Could you print every record below exactly as it appears?
*-*-*
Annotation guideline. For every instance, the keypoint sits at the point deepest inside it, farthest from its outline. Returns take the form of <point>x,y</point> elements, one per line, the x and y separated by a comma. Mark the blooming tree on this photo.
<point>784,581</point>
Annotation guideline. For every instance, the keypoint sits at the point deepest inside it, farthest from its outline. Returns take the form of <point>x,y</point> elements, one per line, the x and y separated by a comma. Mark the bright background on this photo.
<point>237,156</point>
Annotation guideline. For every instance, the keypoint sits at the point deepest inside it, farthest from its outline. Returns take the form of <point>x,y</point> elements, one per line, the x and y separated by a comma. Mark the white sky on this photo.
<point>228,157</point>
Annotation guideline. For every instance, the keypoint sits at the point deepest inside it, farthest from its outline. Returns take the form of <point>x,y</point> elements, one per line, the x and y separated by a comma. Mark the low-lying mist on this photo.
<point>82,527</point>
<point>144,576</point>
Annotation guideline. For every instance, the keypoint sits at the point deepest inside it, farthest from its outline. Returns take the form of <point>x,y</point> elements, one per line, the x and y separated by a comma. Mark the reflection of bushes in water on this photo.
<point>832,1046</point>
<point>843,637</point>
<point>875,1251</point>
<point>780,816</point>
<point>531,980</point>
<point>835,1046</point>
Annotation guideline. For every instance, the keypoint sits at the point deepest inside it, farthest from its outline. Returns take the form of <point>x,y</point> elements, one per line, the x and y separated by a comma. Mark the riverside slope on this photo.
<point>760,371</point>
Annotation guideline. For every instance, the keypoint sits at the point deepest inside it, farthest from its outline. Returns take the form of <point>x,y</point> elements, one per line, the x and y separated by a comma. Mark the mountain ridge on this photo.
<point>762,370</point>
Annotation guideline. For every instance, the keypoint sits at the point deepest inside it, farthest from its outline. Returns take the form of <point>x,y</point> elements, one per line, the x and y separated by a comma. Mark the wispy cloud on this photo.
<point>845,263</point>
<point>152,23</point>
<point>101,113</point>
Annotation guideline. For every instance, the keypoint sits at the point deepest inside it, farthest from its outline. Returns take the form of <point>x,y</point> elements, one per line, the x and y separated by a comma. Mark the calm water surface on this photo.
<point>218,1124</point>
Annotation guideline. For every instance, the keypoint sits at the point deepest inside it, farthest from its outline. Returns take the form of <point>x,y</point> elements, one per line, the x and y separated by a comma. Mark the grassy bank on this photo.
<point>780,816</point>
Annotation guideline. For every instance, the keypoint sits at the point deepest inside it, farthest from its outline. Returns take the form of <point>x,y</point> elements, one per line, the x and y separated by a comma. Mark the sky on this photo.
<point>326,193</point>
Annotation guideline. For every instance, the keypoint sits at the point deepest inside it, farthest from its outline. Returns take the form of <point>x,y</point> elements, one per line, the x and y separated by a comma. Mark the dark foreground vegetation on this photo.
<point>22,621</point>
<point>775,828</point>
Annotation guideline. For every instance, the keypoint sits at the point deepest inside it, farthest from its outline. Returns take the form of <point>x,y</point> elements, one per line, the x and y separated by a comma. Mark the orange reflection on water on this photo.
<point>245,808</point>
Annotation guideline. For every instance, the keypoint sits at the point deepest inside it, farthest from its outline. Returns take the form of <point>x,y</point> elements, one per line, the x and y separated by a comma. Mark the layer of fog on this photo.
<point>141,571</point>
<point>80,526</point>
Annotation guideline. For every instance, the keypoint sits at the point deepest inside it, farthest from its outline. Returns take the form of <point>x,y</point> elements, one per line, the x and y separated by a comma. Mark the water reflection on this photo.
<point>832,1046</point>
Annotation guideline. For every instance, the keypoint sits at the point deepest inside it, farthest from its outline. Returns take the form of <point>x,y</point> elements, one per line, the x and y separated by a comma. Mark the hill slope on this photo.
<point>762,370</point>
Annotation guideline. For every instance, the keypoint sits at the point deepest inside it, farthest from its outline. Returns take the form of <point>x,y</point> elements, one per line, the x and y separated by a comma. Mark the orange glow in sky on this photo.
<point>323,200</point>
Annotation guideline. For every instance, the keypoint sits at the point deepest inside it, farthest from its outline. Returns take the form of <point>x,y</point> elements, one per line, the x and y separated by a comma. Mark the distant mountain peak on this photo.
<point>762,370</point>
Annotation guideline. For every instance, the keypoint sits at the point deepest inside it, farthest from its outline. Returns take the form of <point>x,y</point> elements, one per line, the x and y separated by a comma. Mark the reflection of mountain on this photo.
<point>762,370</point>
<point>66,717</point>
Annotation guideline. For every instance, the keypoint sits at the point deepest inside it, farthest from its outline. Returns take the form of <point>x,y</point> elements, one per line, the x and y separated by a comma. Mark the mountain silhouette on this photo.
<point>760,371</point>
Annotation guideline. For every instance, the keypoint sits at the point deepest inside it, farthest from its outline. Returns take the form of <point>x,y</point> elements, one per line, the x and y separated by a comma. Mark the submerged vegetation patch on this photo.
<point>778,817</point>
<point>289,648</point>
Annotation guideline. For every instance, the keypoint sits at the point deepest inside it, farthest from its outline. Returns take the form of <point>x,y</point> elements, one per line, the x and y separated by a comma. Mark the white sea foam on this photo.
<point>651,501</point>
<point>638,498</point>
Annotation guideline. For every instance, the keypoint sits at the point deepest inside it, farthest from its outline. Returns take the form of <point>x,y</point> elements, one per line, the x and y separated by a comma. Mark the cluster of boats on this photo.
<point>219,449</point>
*-*-*
WRITTEN SOLUTION -
Annotation guideline. For every instance, the keypoint sits at the point deepest inside it, farthest from its outline. Returns take the form of <point>x,y</point> elements, one per line, the x and y separated by a comma. Mark the blooming tree on this photo.
<point>784,581</point>
Annotation guideline. For every instance, the keypoint sits at the point deepest inside it, farthest from its outline. Returns take the form of <point>x,y</point> elements, one per line, the x and y separated by a comma. Mark the bright background on this photo.
<point>237,156</point>
Annotation guideline. For every instance, the keypoint sits at the point deepest inside it, farthest from its outline. Returns take the form of <point>x,y</point> elements, one per line, the x and y separated by a comma. Mark the white sky on this photo.
<point>228,157</point>
Annotation guideline. For every instance, the keypoint sits at the point deepest inside it, farthest from its outline. Returns take the form of <point>x,y</point> elements, one per line, the x and y separated by a comma. Mark the low-lying mist on this photo.
<point>82,527</point>
<point>144,576</point>
Annotation guideline. For every instance, the keypoint sits at the point deepest inside it, farthest from its outline. Returns take the form of <point>x,y</point> elements, one per line, the x and y separated by a comma. Mark the reflection of bushes in water on this photo.
<point>832,1046</point>
<point>843,637</point>
<point>875,1251</point>
<point>780,816</point>
<point>531,980</point>
<point>835,1046</point>
Annotation guideline. For every instance, the keypoint sits at the point deepest inside it, farthest from its outline. Returns take the form of <point>x,y</point> elements, one per line, the x and y separated by a comma. Mark the riverside slope on this photo.
<point>760,371</point>
Annotation guideline. For every instance, the keypoint sits at the point deepest inside it, farthest from its outline. Returns take the form of <point>x,y</point> elements, one per line, the x and y separated by a comma. Mark the mountain ridge on this photo.
<point>762,370</point>
Annotation guideline. For every instance, the keypoint sits at the point deepest inside it, farthest from its outline. Returns take the form of <point>x,y</point> elements, one per line, the x and y separated by a comma. Mark the wispy cloud on this photo.
<point>845,263</point>
<point>152,23</point>
<point>101,113</point>
Annotation guideline. For every instance, the keypoint sits at the point deepest inside it, farthest from its outline. Returns take the form of <point>x,y</point> elements, one per line, the x and y separated by a comma. Mark the calm water surface on this photo.
<point>218,1124</point>
Annotation guideline. For every instance, the keypoint sits at the point deepest inside it, farthest from its outline. Returns take the form of <point>x,y</point> elements, one per line, the x and y separated by a comma. Mark the grassy bank on this photo.
<point>780,816</point>
Annotation guideline. For every instance, the keypoint sits at the point deepest inside it, farthest from its outline. Returns take the form of <point>x,y</point> elements, one per line, the x and y separated by a comma. Mark the sky on this photo.
<point>326,193</point>
Annotation guideline. For every instance, the keypoint sits at the point deepest inside it, farthest from its outline. Returns take the form of <point>x,y</point> elements, one per line, the x and y separated by a comma. Mark the dark foreground vegetation on this photo.
<point>22,621</point>
<point>775,828</point>
Annotation guideline. For every instance, the keypoint sits at the point deepest inside it, farthest from its outline. Returns take the form of <point>x,y</point> elements, one per line, the x and y separated by a comma. Mark the orange reflection on water on this photo.
<point>245,808</point>
Annotation guideline. For every instance, the keypoint sits at the point deepest inside it, farthest from its outline. Returns take the form of <point>x,y</point> elements, one per line, the x and y separated by a comma. Mark the layer of fog on this photo.
<point>141,571</point>
<point>80,526</point>
Annotation guideline. For every instance, the keypoint sits at the point deepest inside it, farthest from its outline. Returns take the form of <point>x,y</point> elements, one per line, the x and y separated by a comma. Mark the water reflection on this photo.
<point>832,1046</point>
Annotation guideline. For every instance, the keypoint sits at the point deepest inside it, farthest from its outline. Returns take the form of <point>x,y</point> elements, one per line, the x and y separated by a comma. Mark the hill slope on this photo.
<point>762,370</point>
Annotation guideline. For every instance, the keypoint sits at the point deepest inside it, farthest from its outline. Returns take the form of <point>x,y</point> elements, one per line, the x and y separated by a comma. Mark the orange glow in sky on this photo.
<point>323,200</point>
Annotation guideline. For every instance, the keypoint sits at the point deepest inside it, farthest from its outline. Returns take the form of <point>x,y</point> elements, one per line, the x and y separated by a comma. Mark the distant mountain peak on this photo.
<point>762,370</point>
Annotation guideline. For every instance, the keypoint sits at the point deepest inside it, farthest from its outline. Returns take the form of <point>x,y</point> elements, one per line, the x and y separated by a comma. Mark the reflection of mountain on this photo.
<point>762,370</point>
<point>66,717</point>
Annotation guideline. For every instance, the keypoint sits at the point deepest inside it, farthest from its outline. Returns take the form of <point>x,y</point> elements, one per line, the x and y separated by a comma. Mark the mountain silhouette on this photo.
<point>760,371</point>
Annotation guideline. For every instance, the keypoint sits at the point deepest inside it, farthest from its outline. Returns take the form of <point>x,y</point> elements, one per line, the x and y separated by a comma. Mark the submerged vegetation patch on this photo.
<point>778,817</point>
<point>289,648</point>
Annotation guideline. For every instance, the keypoint sits at the point deepest inside it, farthest from its outline. Returns take the form of <point>x,y</point> elements, one per line, the x and y separated by a comma. Mark the white sea foam on this photo.
<point>651,501</point>
<point>638,498</point>
Annotation guideline. For every instance, the keypoint sits at the point deepest inside it, farthest from its outline. Returns take the form of <point>x,y</point> elements, one per line, the x and y separated by a comma. Mark the cluster of boats on this photo.
<point>219,449</point>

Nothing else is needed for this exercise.